▸ Exercise description
Work out how many lines of the listing below mention the word "ceiling", and give only that figure.

▸ Recorded information
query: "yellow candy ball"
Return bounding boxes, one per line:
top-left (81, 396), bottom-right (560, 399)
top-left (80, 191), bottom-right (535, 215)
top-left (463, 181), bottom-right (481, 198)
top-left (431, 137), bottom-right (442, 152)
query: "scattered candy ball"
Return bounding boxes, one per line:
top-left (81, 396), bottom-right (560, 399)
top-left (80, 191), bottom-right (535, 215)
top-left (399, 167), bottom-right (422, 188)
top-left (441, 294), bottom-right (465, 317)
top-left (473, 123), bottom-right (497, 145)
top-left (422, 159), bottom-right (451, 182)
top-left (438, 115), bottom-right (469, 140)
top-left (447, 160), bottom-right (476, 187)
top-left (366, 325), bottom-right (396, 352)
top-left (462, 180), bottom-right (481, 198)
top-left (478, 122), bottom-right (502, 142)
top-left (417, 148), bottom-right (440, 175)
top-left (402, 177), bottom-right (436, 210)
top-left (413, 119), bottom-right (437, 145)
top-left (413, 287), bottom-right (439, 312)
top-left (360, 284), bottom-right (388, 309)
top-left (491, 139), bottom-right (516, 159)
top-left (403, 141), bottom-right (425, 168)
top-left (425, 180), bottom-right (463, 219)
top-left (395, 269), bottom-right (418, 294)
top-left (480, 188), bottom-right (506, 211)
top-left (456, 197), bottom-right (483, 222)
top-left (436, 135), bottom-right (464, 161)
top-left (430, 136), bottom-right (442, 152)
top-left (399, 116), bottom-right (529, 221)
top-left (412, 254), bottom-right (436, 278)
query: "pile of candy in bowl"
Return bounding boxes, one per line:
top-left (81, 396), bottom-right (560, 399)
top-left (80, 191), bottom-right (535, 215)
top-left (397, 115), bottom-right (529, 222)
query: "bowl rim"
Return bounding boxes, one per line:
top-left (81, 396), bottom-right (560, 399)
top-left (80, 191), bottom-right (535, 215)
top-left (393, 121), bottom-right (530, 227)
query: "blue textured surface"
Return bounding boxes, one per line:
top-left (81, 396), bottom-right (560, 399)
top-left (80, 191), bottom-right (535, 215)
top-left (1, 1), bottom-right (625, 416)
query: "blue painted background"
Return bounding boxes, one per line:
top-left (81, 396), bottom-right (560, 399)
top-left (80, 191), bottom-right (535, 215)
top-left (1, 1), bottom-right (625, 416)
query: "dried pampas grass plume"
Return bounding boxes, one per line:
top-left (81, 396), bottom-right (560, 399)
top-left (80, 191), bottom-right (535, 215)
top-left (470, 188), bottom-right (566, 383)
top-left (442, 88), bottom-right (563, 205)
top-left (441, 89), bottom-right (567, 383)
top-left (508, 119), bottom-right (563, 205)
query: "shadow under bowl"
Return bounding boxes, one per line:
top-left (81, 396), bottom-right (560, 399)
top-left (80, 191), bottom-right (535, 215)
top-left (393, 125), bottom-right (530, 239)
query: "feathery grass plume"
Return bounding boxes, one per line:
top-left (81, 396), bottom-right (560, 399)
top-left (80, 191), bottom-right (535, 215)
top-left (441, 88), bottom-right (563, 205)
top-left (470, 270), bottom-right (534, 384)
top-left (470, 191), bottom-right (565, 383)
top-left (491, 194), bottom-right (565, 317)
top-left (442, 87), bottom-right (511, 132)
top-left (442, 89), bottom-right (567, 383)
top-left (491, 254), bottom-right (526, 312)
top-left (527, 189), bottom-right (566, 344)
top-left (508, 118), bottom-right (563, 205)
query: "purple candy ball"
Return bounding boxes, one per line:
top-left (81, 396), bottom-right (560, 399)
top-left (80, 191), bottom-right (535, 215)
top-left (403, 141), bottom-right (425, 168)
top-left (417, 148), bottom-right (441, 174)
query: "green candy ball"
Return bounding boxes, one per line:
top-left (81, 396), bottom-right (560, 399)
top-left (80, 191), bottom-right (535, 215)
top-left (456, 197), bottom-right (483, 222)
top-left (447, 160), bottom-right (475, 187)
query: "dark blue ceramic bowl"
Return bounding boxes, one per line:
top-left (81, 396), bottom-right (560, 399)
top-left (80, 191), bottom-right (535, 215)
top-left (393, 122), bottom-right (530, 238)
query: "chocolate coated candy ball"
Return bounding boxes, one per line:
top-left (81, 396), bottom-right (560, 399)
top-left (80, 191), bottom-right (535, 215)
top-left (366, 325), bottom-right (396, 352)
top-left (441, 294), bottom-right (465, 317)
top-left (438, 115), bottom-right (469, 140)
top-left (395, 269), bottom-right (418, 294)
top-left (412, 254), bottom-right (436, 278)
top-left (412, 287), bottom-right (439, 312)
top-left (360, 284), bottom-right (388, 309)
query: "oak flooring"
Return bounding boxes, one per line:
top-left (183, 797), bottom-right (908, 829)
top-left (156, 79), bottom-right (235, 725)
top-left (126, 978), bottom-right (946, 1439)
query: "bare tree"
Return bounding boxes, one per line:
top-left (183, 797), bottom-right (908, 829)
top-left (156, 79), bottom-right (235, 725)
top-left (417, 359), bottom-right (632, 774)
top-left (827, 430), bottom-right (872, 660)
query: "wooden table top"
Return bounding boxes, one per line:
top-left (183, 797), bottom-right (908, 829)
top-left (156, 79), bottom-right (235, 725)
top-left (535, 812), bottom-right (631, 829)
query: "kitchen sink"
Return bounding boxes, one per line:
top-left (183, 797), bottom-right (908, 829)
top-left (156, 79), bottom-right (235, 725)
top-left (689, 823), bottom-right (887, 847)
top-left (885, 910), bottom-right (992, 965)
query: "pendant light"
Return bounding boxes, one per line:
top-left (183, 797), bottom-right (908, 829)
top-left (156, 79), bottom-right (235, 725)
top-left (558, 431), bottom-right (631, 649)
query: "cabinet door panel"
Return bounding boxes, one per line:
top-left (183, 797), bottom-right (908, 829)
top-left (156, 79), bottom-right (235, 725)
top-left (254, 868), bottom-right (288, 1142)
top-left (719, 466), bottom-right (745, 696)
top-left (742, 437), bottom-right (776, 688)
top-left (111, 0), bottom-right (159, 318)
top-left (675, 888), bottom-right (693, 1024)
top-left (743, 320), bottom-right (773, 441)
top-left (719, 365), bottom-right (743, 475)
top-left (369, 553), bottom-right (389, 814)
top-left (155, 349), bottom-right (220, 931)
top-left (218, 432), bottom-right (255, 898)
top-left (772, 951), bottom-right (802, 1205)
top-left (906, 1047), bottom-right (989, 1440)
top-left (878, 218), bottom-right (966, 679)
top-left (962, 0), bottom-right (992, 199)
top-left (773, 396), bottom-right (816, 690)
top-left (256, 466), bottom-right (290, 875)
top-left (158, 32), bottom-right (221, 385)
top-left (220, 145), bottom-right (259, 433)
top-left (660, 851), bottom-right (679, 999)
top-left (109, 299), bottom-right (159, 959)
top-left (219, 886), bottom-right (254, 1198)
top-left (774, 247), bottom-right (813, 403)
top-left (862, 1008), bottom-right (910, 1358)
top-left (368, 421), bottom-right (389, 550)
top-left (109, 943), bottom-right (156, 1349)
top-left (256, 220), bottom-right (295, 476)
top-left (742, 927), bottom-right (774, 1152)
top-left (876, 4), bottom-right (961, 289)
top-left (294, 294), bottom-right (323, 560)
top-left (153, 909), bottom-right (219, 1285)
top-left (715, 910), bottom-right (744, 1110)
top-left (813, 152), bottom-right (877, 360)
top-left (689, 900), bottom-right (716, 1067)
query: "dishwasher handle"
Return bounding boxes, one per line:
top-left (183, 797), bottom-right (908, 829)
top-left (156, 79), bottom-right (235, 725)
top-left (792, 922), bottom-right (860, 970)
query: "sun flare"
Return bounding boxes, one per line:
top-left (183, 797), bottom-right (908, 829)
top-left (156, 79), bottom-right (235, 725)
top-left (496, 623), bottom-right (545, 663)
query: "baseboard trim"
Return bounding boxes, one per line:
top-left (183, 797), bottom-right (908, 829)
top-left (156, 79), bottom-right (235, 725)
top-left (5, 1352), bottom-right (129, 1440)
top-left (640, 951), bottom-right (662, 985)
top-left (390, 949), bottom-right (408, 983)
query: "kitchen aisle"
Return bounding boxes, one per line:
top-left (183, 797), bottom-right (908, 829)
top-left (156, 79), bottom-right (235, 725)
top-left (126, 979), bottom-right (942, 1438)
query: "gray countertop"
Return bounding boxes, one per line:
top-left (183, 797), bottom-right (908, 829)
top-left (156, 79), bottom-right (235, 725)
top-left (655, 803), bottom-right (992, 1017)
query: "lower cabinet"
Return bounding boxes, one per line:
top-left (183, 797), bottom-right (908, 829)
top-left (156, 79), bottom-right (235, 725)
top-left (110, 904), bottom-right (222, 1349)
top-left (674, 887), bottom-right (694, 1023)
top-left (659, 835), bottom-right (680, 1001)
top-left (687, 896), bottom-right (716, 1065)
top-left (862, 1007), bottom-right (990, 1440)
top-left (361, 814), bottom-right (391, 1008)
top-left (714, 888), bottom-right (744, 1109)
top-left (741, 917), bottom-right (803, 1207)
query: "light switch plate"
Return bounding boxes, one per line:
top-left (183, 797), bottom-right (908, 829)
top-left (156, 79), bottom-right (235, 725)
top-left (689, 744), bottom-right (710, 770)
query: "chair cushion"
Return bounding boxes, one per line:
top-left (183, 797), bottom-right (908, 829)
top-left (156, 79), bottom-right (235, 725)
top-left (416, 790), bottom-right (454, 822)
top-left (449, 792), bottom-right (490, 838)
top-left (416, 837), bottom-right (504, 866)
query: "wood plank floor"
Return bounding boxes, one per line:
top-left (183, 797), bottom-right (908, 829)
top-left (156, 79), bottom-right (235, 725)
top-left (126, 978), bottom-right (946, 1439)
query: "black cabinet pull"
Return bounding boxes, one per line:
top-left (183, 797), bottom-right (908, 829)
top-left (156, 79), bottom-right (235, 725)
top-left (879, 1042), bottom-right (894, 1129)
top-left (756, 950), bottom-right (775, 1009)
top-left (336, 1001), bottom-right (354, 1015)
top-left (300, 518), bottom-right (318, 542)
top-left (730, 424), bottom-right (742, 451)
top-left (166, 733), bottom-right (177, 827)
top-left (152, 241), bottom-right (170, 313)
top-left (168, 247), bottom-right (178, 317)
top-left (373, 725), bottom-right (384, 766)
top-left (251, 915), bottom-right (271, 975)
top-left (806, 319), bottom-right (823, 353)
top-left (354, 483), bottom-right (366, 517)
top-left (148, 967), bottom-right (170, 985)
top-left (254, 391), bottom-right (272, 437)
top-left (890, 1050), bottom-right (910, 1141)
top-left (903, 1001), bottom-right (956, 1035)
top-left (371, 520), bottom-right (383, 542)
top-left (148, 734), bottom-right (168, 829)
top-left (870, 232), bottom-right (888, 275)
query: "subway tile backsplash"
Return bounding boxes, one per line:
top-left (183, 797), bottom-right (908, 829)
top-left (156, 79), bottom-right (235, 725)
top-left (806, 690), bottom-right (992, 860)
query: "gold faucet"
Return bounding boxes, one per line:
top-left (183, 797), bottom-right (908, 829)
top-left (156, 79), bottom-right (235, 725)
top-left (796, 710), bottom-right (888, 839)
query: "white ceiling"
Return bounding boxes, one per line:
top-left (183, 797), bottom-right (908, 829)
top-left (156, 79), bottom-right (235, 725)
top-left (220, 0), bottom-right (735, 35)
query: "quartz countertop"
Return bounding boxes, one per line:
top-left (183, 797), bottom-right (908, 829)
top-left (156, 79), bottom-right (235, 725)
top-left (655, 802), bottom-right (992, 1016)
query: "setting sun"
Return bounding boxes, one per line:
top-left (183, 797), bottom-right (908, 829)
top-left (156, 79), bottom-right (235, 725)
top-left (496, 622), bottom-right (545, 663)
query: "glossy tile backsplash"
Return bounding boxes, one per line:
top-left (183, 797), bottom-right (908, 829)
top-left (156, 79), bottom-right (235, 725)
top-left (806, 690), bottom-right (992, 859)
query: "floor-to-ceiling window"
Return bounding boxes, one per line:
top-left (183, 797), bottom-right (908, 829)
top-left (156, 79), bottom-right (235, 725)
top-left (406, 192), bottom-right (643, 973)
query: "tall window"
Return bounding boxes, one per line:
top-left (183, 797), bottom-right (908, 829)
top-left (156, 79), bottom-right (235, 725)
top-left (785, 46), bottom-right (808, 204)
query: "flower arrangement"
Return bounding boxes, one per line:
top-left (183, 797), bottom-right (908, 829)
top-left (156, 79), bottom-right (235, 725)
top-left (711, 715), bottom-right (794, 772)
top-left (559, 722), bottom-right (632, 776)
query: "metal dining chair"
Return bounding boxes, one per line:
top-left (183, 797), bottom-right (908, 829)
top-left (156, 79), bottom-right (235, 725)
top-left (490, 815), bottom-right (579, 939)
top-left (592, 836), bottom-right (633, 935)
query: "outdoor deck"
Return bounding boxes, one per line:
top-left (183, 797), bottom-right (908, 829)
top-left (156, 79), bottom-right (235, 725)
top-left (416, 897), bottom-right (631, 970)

▸ Response to this exercise
2